Write out every line of the material below word for word, with nothing changed.

RECORDS FOR THIS TASK:
━━━━━━
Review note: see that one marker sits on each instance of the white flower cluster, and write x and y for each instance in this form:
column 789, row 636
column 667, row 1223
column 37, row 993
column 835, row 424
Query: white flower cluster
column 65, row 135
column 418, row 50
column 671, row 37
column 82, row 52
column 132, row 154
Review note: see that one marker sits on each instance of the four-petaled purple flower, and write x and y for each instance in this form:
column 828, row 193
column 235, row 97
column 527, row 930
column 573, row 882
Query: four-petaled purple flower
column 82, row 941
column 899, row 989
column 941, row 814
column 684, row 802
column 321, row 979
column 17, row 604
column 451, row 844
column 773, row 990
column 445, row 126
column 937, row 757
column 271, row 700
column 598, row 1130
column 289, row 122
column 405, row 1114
━━━━━━
THE SOLUTION:
Review note: see that one marker sits on each instance of the white flower cluster, and write x and y for each instance in this form:
column 789, row 636
column 667, row 1223
column 37, row 993
column 835, row 424
Query: white flower cluster
column 65, row 135
column 418, row 50
column 671, row 37
column 82, row 52
column 132, row 154
Review note: see that one marker sits on each instance of the four-petaled purple flower, and write x and y for each instance in this form:
column 828, row 193
column 235, row 97
column 527, row 930
column 573, row 882
Query: four-petaled purple flower
column 82, row 941
column 899, row 989
column 941, row 814
column 684, row 802
column 321, row 979
column 17, row 604
column 451, row 844
column 773, row 990
column 445, row 126
column 937, row 757
column 271, row 700
column 598, row 1130
column 289, row 122
column 405, row 1114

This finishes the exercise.